» **Task to carry out**
Filter the records below and copy out each line that contains the word "nacelle", leaving out all other lines.

» **Data section**
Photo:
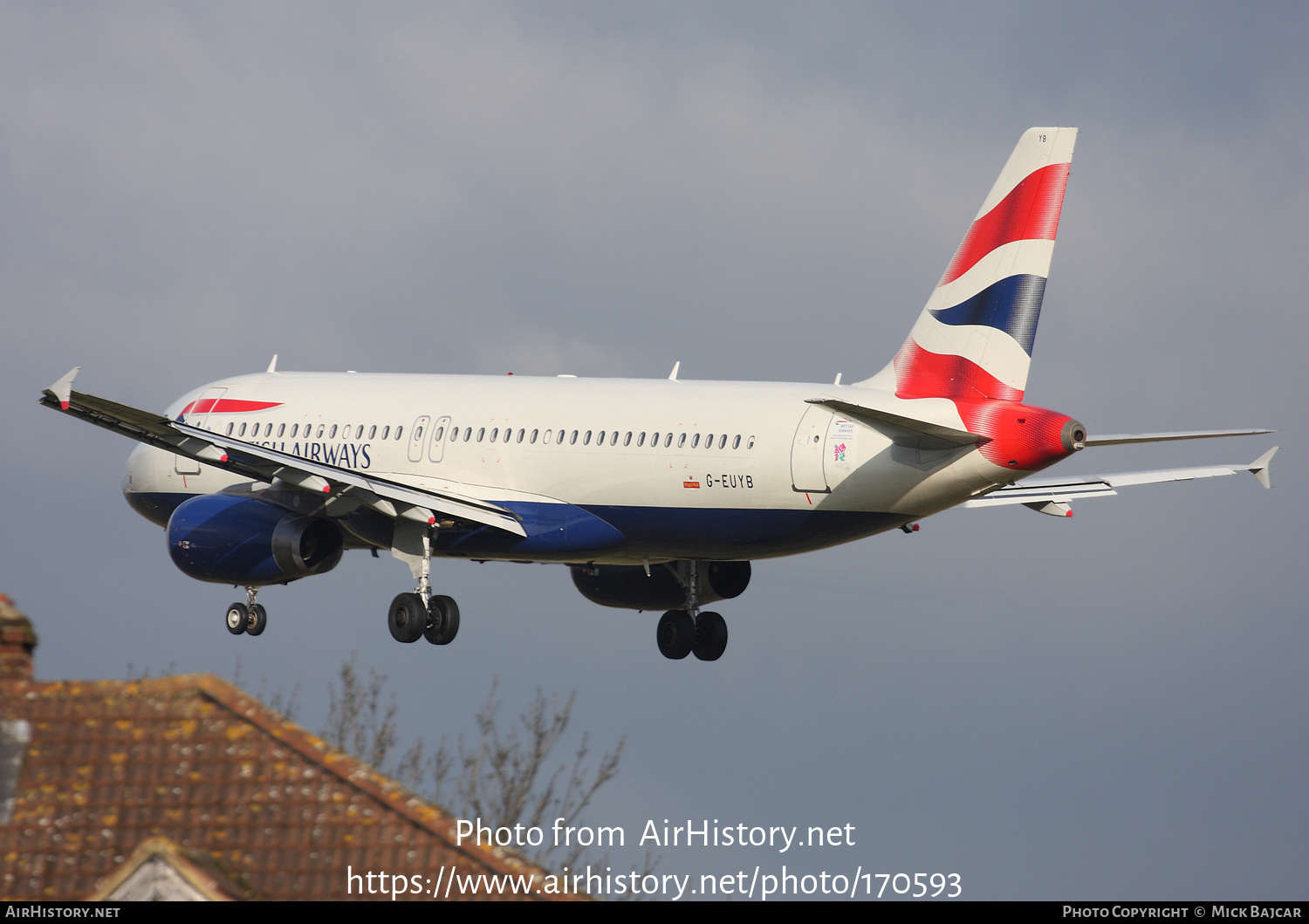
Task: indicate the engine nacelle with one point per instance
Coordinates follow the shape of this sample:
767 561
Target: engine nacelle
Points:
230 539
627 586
---
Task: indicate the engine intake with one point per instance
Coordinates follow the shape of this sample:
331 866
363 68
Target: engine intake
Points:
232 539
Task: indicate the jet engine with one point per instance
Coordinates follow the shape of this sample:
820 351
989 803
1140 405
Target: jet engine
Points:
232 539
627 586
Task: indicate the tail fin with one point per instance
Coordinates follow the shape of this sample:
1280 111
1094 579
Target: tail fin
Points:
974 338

» **Task solution**
Task: indicate the engine nacelle with one point per instance
Target: engine nacelle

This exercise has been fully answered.